# Start of Supplied entries
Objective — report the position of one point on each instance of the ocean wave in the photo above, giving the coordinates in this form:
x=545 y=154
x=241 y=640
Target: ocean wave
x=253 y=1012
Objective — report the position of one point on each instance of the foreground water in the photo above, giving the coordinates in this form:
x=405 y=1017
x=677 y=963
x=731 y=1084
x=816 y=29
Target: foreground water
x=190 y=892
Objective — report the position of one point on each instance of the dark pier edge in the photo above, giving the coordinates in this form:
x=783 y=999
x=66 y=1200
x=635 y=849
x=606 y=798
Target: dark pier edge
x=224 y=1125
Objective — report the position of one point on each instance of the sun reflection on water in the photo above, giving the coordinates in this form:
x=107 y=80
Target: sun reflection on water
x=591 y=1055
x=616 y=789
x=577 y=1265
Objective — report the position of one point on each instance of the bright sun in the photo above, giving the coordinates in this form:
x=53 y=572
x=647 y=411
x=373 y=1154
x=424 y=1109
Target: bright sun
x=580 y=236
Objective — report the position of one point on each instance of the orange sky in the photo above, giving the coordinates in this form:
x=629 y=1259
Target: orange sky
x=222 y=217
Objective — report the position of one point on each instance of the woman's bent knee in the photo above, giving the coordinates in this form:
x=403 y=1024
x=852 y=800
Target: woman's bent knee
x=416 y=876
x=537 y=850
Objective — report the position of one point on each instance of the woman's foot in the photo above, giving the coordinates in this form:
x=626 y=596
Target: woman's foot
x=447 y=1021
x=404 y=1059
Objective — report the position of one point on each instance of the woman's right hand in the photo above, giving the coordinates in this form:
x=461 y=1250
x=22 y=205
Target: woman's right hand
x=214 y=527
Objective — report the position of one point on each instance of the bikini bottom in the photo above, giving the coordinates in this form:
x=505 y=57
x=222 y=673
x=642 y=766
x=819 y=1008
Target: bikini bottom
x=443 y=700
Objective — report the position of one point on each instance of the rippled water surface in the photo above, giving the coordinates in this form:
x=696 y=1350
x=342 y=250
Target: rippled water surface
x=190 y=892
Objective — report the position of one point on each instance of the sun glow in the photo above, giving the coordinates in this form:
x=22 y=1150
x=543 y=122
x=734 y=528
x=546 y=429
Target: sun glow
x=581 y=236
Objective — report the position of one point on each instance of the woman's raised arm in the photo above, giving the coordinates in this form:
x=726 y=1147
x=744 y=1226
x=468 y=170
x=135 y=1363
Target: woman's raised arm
# End of Supplied entries
## Given exercise:
Format every line above as a JSON list of strings, one string per line, and leave out any blank lines.

## Task solution:
[
  "Objective — report the position of one point on each instance of the ocean wave in the photo above, giving the coordinates in this form:",
  "x=545 y=154",
  "x=241 y=640",
  "Target: ocean wave",
  "x=253 y=1012",
  "Objective — report the position of one point on each instance of the foreground water in the photo above, giving the coordinates in this form:",
  "x=405 y=1017",
  "x=677 y=963",
  "x=731 y=1084",
  "x=816 y=29",
  "Target: foreground water",
  "x=190 y=892",
  "Objective — report the position of one point on each instance of the dark pier edge in the photo above, giving the coordinates in this form:",
  "x=783 y=999",
  "x=66 y=1200",
  "x=635 y=849",
  "x=606 y=798",
  "Target: dark pier edge",
  "x=224 y=1125",
  "Objective — report the position of one point on each instance of the sun reflection on water in the photo above, giving the coordinates in this form:",
  "x=107 y=80",
  "Target: sun reflection on water",
  "x=591 y=1055",
  "x=616 y=789",
  "x=577 y=1265",
  "Objective — report the position of one point on each instance of the bright sun in the photo above, giving the coordinates in this form:",
  "x=53 y=572",
  "x=647 y=411",
  "x=373 y=1154",
  "x=424 y=1109",
  "Target: bright sun",
  "x=580 y=236",
  "Objective — report the position of one point on each instance of the orange sky in the photo above, giving the coordinates in this form:",
  "x=629 y=1259",
  "Target: orange sky",
  "x=222 y=217",
  "Objective — report the position of one point on each instance of the woman's bent knee in the photo above, giving the coordinates in this form:",
  "x=403 y=1024",
  "x=852 y=800",
  "Target: woman's bent knee",
  "x=416 y=876",
  "x=537 y=850",
  "Objective — report the position of one point on each instance of the woman's foot in the photo above, giving the coordinates in this form:",
  "x=626 y=596",
  "Target: woman's foot",
  "x=447 y=1021",
  "x=404 y=1059",
  "Objective — report the position of one point on each instance of the woman's right hand in the photo above, giving the coordinates in this form:",
  "x=461 y=1250",
  "x=22 y=205",
  "Target: woman's right hand",
  "x=214 y=527",
  "Objective — report the position of one point on each instance of the bikini bottom in the photo above, giving the coordinates in this form:",
  "x=505 y=57",
  "x=222 y=673",
  "x=642 y=766",
  "x=819 y=1008",
  "Target: bikini bottom",
  "x=443 y=700",
  "Objective — report the position of one point on each instance of the rippled water surface in the photo above, giving the coordinates in this form:",
  "x=696 y=1350",
  "x=342 y=250",
  "Target: rippled water surface",
  "x=190 y=892",
  "Objective — report the position of one point on each instance of the sun glow in the photo above, giving the coordinates in this form:",
  "x=22 y=1150",
  "x=543 y=122",
  "x=734 y=528",
  "x=546 y=429",
  "Target: sun glow",
  "x=581 y=236",
  "Objective — report the position of one point on each instance of the woman's raised arm in the photo above, giving the coordinates in this form:",
  "x=726 y=1147",
  "x=744 y=1226",
  "x=468 y=170",
  "x=135 y=1363",
  "Target: woman's raised arm"
]